§ Records for the exercise
- - -
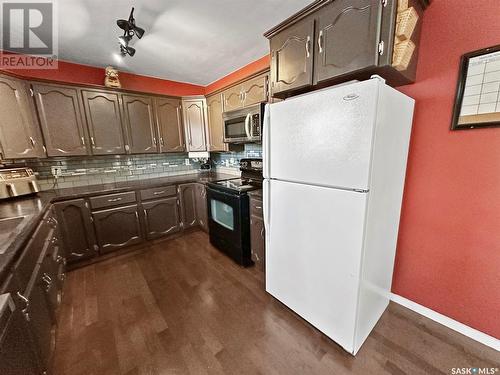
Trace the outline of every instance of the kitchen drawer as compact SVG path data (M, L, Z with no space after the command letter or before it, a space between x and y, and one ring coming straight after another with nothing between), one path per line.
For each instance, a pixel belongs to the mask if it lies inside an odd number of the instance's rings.
M16 273L21 282L21 289L23 290L31 278L31 274L35 269L36 264L40 260L40 256L44 249L49 246L50 239L54 235L54 229L50 227L45 221L38 226L28 245L25 247L21 257L15 265Z
M145 201L148 199L166 198L173 195L177 195L177 189L175 185L163 186L158 188L141 190L140 194L141 194L141 199Z
M250 198L250 215L262 218L262 201L255 198Z
M101 195L99 197L90 198L90 206L93 210L100 208L121 206L123 204L135 203L135 192L129 191L126 193Z

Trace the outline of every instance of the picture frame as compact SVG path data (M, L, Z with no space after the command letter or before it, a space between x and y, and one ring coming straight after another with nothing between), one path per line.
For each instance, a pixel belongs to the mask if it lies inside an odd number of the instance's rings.
M462 55L451 130L500 127L500 45Z

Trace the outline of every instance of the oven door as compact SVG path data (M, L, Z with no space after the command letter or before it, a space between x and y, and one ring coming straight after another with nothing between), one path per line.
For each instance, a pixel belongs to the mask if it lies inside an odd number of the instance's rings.
M248 195L207 189L210 242L238 264L250 265Z

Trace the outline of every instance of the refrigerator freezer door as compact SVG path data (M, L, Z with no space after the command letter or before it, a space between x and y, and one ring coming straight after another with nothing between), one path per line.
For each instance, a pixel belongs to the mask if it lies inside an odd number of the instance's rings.
M264 126L267 176L369 189L381 84L378 79L370 79L271 104L267 130Z
M347 351L366 193L266 180L266 290Z

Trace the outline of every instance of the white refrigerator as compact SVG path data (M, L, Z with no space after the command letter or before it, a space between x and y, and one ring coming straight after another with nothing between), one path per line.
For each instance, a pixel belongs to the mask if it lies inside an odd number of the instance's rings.
M266 107L266 290L352 354L389 303L413 108L379 77Z

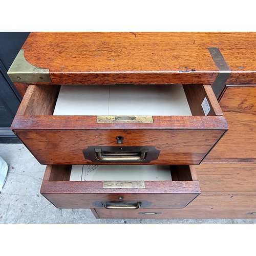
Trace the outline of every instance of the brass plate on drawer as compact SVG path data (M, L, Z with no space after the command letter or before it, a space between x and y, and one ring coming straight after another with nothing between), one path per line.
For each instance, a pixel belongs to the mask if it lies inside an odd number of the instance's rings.
M97 123L141 123L153 122L152 116L98 116Z
M144 181L103 181L103 188L145 188Z

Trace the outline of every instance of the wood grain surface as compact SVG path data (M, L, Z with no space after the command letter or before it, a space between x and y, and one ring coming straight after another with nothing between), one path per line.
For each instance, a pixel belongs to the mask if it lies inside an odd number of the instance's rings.
M54 83L212 84L219 71L207 48L218 47L231 70L228 83L256 83L255 35L32 32L23 49Z
M229 130L204 162L256 163L256 86L227 86L220 105Z
M198 164L228 129L210 86L186 90L195 116L154 116L148 123L99 123L96 116L52 116L59 89L30 85L11 125L42 164L96 163L86 159L82 151L91 146L116 146L116 137L122 136L124 147L160 150L151 164ZM212 108L209 116L199 110L205 97Z
M102 181L67 181L70 169L68 165L48 165L46 169L40 193L58 208L92 208L94 202L104 201L147 201L152 208L183 208L201 193L197 180L146 181L145 188L103 188ZM183 170L188 170L187 166L175 172ZM194 173L194 168L190 172ZM177 177L182 179L182 174Z
M202 163L195 167L202 195L256 196L255 163Z
M256 211L256 207L190 207L184 209L138 209L137 210L111 210L94 209L96 218L137 219L256 219L250 214ZM139 214L142 212L159 212L155 215Z

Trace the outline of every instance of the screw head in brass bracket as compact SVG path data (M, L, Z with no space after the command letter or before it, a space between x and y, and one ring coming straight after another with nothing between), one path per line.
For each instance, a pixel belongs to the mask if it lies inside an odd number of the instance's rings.
M7 74L13 82L52 82L49 70L31 65L25 59L23 49L18 52Z

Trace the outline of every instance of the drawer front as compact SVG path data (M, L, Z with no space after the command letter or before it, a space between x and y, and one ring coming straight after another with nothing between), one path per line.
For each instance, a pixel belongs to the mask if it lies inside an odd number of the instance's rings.
M228 129L210 86L184 86L192 116L110 123L97 116L53 115L57 87L30 86L11 127L44 164L199 164Z
M201 193L193 166L170 166L171 181L121 188L106 187L103 181L70 181L71 167L48 165L46 169L40 193L58 208L180 208Z
M190 207L184 209L92 209L97 219L256 219L255 208Z

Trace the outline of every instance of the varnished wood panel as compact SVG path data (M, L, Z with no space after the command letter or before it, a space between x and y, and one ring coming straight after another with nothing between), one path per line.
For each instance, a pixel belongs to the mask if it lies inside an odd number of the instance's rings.
M71 130L65 127L51 130L14 130L43 164L106 164L99 161L93 163L84 158L82 151L90 146L116 146L118 145L116 137L119 136L124 138L122 146L153 146L160 151L157 160L131 164L198 164L225 132L202 129Z
M256 195L256 164L202 163L195 167L202 195Z
M218 47L232 71L228 83L255 83L255 34L32 32L23 49L55 83L212 84L219 71L207 48Z
M194 168L190 171L193 174ZM57 207L92 208L98 201L136 201L148 202L151 208L183 208L201 193L197 180L145 181L145 188L103 188L101 181L68 181L69 173L69 166L47 166L40 193ZM190 179L195 176L190 174Z
M111 210L95 209L96 218L136 219L256 219L255 207L197 207L187 206L184 209L138 209L137 210ZM159 212L155 215L139 212ZM160 213L161 214L160 214Z
M256 163L256 86L227 86L220 105L229 130L204 162Z
M254 195L237 195L226 193L226 195L201 194L189 205L190 206L210 206L229 207L255 207L256 193ZM223 193L224 194L224 193Z
M198 164L228 127L210 86L196 88L193 93L187 92L189 102L201 108L207 96L213 102L211 115L216 115L200 116L195 111L195 116L154 116L153 123L99 123L96 116L51 115L59 87L31 85L11 129L42 164L94 163L84 158L83 150L116 146L116 137L122 136L124 147L153 146L161 151L151 164ZM197 91L202 98L197 98Z

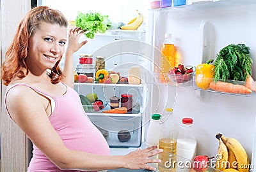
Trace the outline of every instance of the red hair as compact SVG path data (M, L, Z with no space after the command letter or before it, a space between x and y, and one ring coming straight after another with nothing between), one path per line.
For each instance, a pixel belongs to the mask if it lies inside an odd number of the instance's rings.
M68 22L63 14L58 10L52 10L47 6L37 6L31 10L20 21L16 31L14 39L5 54L5 61L2 64L2 80L5 85L15 76L24 78L28 74L28 69L24 59L28 55L29 40L40 25L46 22L58 24L67 27ZM52 83L58 83L63 76L59 66L60 60L51 69L49 76ZM22 69L25 68L24 73Z

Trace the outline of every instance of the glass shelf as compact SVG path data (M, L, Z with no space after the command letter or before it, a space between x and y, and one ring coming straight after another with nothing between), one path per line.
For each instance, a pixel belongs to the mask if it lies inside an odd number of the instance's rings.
- - -
§ What is asked
Give all the records again, swapping "compact" for "concise" everywhere it occurs and changing nothing else. Leave the pictures out.

§ Task response
Trace the outline of every instance of the kitchen drawer as concise SVG path data (M, L, Z with no space after the command letter or before it, a space between x and y, and one ring coming straight after another with nothing between), one path per line.
For each instance, a pixel belongs to the mask if it lies inside an odd number of the instance's rings.
M16 273L21 282L21 289L23 290L31 278L31 274L35 269L36 264L40 260L40 256L44 249L49 246L50 239L54 235L54 229L50 227L45 221L38 226L28 245L25 247L21 257L15 265Z
M145 201L148 199L166 198L173 195L177 195L177 189L175 185L163 186L158 188L141 190L140 194L141 194L141 199Z
M250 198L250 215L262 218L262 201L255 198Z
M101 195L99 197L90 198L90 206L93 210L100 208L121 206L123 204L135 203L135 192L129 191L126 193Z

Trace the outline of every instance of the picture frame as concise SVG path data (M, L, Z with no space after the command letter or before it, a space between x and y, and one ring coming straight after another with nothing between), one path per line.
For each instance, a pixel belongs to the mask if it lies inside an odd number of the instance's rings.
M462 55L451 130L500 127L500 45Z

Trace the outline of every instance of the oven door as concise SVG path data (M, L, Z with no space after the command letter or before it, a space between x and y, and one ring coming straight after another with nothing between), one path per line.
For each instance, a pixel belongs to the mask if it lies inside an odd number of the instance's rings.
M248 195L207 189L210 242L238 264L250 265Z

Trace the outline of every instance of the refrigerator freezer door as concise SVG path data (M, L, Z with no space after the command letter or before it, a space between x and y, and one ring coming straight after another with nothing between), one path per line.
For each instance, a pixel belongs to the mask if it lies inside an odd number of the instance's rings.
M264 126L267 176L369 189L381 84L378 79L370 79L271 104L267 130Z
M347 351L366 193L266 180L266 290Z

Trace the outline of every instance of the white refrigerator as concise SVG path data (M, L, Z with no space after the command letter or before it, a space between x and y, and one ring coming straight after another with nothing between), one path per line.
For each instance, a pixel belongs to the mask if it lies inside an odd number of the instance's rings.
M266 107L266 290L352 354L389 303L413 108L379 77Z

Trace the outline of every instance of the brass plate on drawer as concise SVG path data (M, L, Z with no space after the command letter or before it, a space between x and y, and one ring coming straight after another with nothing between), one path per line.
For each instance, a pixel belongs to the mask if it lies inside an odd number of the instance's rings.
M97 123L141 123L153 122L152 116L98 116Z
M144 181L103 181L103 188L145 188Z

Trace the outline of every instance of the wood grain surface as concise SVG path data (M, L, Z with no space after the command letter or before it, a space between x and y, and one ring coming straight after another with nothing between), one path per line.
For each instance, a pixel belongs to the mask if it lies inside an odd number of the instance's rings.
M54 83L212 84L219 71L207 48L218 47L231 70L228 83L256 83L255 35L32 32L23 49Z
M229 130L204 162L256 163L256 86L227 86L220 105Z
M198 164L228 129L210 86L186 90L195 116L154 116L148 123L99 123L96 116L52 116L59 89L30 85L11 125L42 164L96 163L86 159L82 151L91 146L116 146L116 137L122 136L124 147L160 150L151 164ZM212 108L209 116L199 110L205 97Z
M102 181L67 181L70 169L68 165L48 165L46 169L40 193L58 208L92 208L94 202L104 201L147 201L152 208L183 208L201 193L197 180L146 181L145 188L103 188ZM183 170L188 170L187 166L175 172ZM194 173L194 168L190 172ZM177 177L182 179L182 174Z
M202 163L195 167L202 195L256 196L255 163Z
M256 211L256 207L190 207L184 209L138 209L137 210L111 210L94 209L96 218L137 219L256 219L250 214ZM139 214L142 212L159 212L155 215Z

Trace the outline of every instance of the screw head in brass bracket as concise SVG path data (M, L, Z with no space after the command letter or before it, a space between x and y, and one ring coming straight after another with nothing between), one path per line.
For each instance, a pixel belongs to the mask if it lies inside an odd number of the instance's rings.
M7 74L13 82L52 82L49 70L31 65L25 59L23 49L18 52Z

Trace the outline of every instance of the drawer front as concise SVG path data (M, L, Z with no space after the command letter or before it, a space between x and y, and one ring coming straight after another with nothing between), one path per line.
For each instance, a pixel belongs to the mask if it lies inside an odd number of the instance's rings.
M228 129L210 86L184 86L192 116L110 123L97 116L53 115L57 87L30 86L11 127L44 164L199 164Z
M201 193L193 166L170 166L171 181L121 188L106 187L103 181L70 181L71 167L48 165L46 169L40 193L58 208L180 208Z
M190 207L184 209L92 209L97 219L256 219L255 208Z

Trace the outline of every instance of the varnished wood panel as concise SVG path data (M, L, Z with no space after the command letter or before it, a space between x and y, and one ring coming straight after another with nothing between), one path per line.
For each instance, a pixel belongs to the mask if it lies inside an odd number of the instance's rings.
M71 130L65 127L51 130L14 130L43 164L106 164L99 161L93 163L84 158L82 151L90 146L116 146L118 145L116 137L119 136L124 138L122 146L153 146L160 151L157 160L131 164L198 164L225 132L202 129Z
M256 195L256 164L202 163L195 167L202 195Z
M218 47L232 71L228 83L255 83L255 34L32 32L23 49L55 83L212 84L219 71L207 48Z
M194 168L190 171L193 174ZM57 207L92 208L98 201L136 201L148 202L151 208L183 208L201 193L197 180L145 181L145 188L103 188L101 181L68 181L69 173L69 166L47 166L40 193ZM190 179L195 176L190 174Z
M111 210L95 209L96 218L136 219L256 219L255 207L197 207L187 206L184 209L138 209L137 210ZM159 212L155 215L139 212ZM160 213L161 214L160 214Z
M256 163L256 86L227 86L220 105L229 130L204 162Z
M254 195L237 195L226 193L226 195L201 194L189 205L190 206L210 206L229 207L255 207L256 193ZM223 193L224 194L224 193Z
M198 164L228 127L210 86L196 88L193 93L187 92L189 102L201 108L207 96L213 102L211 115L216 115L200 116L195 111L195 116L154 116L153 123L99 123L96 116L51 115L59 87L31 85L11 129L42 164L94 163L84 158L83 150L116 146L116 137L122 136L124 147L153 146L161 151L151 164ZM197 91L202 98L197 98Z

Trace the outline of every instance of the red hair as concise SVG path data (M, L, Z with no space after the command letter or before it, a space between x and y, and one ring coming straight after another with nothing between), one path per line.
For each instance, a pixel belongs to the mask if it lies inside an odd number of the instance's rings.
M68 22L63 14L58 10L52 10L47 6L37 6L31 10L20 21L16 31L14 39L5 54L5 61L2 64L2 80L5 85L15 76L24 78L28 74L28 69L24 59L28 55L29 40L40 25L46 22L58 24L67 27ZM52 83L58 83L63 76L59 66L60 60L51 69L49 76ZM22 69L25 68L24 73Z

Trace the outline of every instance of the glass shelf as concise SVG path data (M, L, Z with no space after the command letter or before it, a space between x and y, and one ring coming straight after another with nothing between), one path per line.
For each instance, a pixel belongs to the mask if it lies inside an odd number of the instance's rings.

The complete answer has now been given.